Exercise goal: Without copying any picture, return all lines below exactly.

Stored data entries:
########

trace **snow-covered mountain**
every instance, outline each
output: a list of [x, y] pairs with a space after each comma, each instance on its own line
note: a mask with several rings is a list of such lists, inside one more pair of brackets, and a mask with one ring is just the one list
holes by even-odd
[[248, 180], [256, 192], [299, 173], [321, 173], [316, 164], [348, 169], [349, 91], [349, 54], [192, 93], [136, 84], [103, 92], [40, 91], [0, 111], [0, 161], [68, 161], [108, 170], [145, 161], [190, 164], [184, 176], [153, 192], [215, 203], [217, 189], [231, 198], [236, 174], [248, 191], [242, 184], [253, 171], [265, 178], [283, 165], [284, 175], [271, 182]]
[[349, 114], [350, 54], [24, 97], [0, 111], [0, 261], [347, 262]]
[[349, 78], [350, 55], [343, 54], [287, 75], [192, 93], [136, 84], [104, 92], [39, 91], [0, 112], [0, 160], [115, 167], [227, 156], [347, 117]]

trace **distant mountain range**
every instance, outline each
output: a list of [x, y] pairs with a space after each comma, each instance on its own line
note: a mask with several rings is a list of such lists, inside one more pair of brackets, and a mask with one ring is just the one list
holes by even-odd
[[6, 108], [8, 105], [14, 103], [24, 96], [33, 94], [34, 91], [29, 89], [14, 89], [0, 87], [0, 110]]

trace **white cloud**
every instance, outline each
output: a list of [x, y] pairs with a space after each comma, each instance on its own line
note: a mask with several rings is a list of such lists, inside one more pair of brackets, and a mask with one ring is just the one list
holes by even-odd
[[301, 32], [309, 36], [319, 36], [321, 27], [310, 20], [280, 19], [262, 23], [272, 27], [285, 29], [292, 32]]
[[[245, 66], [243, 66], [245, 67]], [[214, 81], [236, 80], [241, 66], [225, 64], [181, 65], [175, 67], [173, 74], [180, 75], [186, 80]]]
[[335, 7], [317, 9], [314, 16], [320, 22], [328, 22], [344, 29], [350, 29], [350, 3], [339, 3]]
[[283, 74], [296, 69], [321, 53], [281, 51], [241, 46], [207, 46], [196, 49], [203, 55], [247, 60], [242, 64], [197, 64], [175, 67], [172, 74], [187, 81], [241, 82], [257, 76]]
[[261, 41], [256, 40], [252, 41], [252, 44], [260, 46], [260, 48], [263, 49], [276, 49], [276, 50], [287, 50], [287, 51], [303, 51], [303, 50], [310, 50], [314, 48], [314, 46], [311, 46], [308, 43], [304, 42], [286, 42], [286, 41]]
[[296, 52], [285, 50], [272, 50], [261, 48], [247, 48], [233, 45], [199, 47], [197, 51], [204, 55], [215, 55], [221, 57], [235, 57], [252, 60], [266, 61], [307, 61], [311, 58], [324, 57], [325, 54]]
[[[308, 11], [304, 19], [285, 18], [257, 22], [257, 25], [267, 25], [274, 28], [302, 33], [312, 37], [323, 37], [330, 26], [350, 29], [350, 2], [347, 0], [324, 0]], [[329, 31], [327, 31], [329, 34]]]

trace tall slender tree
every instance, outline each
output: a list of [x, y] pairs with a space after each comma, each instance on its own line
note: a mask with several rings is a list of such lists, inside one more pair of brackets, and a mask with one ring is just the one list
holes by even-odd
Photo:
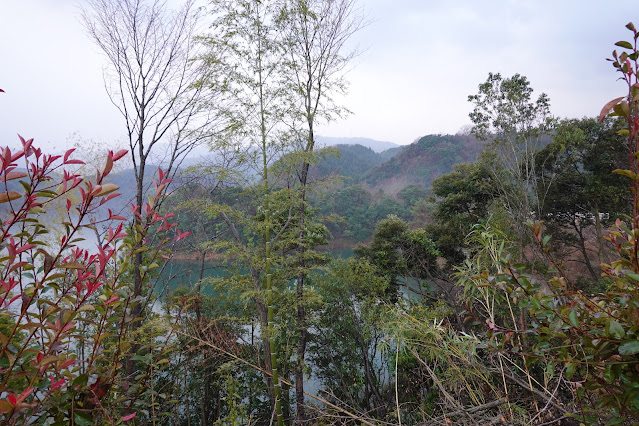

########

Response:
trace **snow-covered mountain**
every instance, outline each
output: a list of [x, y] pairs with a space after each comma, each instance on its own line
note: a mask with several rings is a list of such lists, inside one more pair of brackets, and a mask with one ring is just the one list
holes by even-odd
[[248, 180], [256, 192], [299, 173], [321, 173], [316, 164], [348, 169], [349, 91], [349, 54], [192, 93], [136, 84], [103, 92], [40, 91], [0, 111], [0, 161], [68, 161], [108, 170], [145, 161], [190, 164], [184, 176], [153, 192], [215, 203], [217, 189], [231, 198], [236, 174], [248, 191], [242, 184], [253, 171], [265, 178], [283, 165], [284, 175], [271, 182]]
[[349, 114], [350, 54], [24, 97], [0, 111], [0, 261], [347, 262]]
[[349, 78], [350, 55], [343, 54], [287, 75], [192, 93], [136, 84], [104, 92], [39, 91], [0, 112], [0, 160], [115, 167], [227, 156], [347, 117]]

trace **distant mountain range**
every instance, outline each
output: a list of [x, y] pairs with a space after each comma, each instance on its own line
note: a mask with several rings is a list of such lists, inside one more pair of brackets, and a mask with one ring is just the one list
holes by even-odd
[[6, 108], [8, 105], [14, 103], [24, 96], [33, 94], [34, 91], [29, 89], [14, 89], [0, 87], [0, 110]]

trace **white cloud**
every instance, outline each
output: a list of [x, y] pairs with a space after each comma, each instance on its own line
note: a mask with several rings is a list of such lists, inside one more pair of brackets, and a mask with one ring is just the one list
holes by even-odd
[[301, 32], [309, 36], [319, 36], [321, 27], [310, 20], [280, 19], [262, 23], [272, 27], [285, 29], [292, 32]]
[[[245, 66], [243, 66], [245, 67]], [[214, 81], [236, 80], [241, 66], [225, 64], [181, 65], [175, 67], [173, 74], [180, 75], [186, 80]]]
[[335, 7], [317, 9], [314, 16], [320, 22], [328, 22], [344, 29], [350, 29], [350, 3], [339, 3]]
[[283, 74], [296, 69], [321, 53], [281, 51], [241, 46], [207, 46], [196, 49], [203, 55], [247, 60], [242, 64], [197, 64], [175, 67], [172, 74], [187, 81], [241, 82], [257, 76]]
[[261, 41], [256, 40], [252, 41], [252, 44], [260, 46], [260, 48], [263, 49], [276, 49], [276, 50], [287, 50], [287, 51], [303, 51], [303, 50], [310, 50], [314, 48], [314, 46], [311, 46], [308, 43], [304, 42], [286, 42], [286, 41]]
[[296, 52], [285, 50], [272, 50], [261, 48], [247, 48], [233, 45], [199, 47], [197, 51], [204, 55], [215, 55], [221, 57], [235, 57], [252, 60], [266, 61], [307, 61], [311, 58], [324, 57], [325, 54]]
[[[308, 11], [304, 19], [285, 18], [257, 22], [257, 25], [267, 25], [274, 28], [302, 33], [312, 37], [323, 37], [330, 26], [350, 29], [350, 2], [347, 0], [324, 0]], [[329, 31], [327, 31], [329, 34]]]

trace tall slender tree
every instance, outline each
output: a list of [x, y] pairs with a space after each comma, each instance on its own line
note: a mask with several rings is a list of such lists, inside one more pair of brackets, and a mask with one ring is just the one list
holes by even-odd
Photo:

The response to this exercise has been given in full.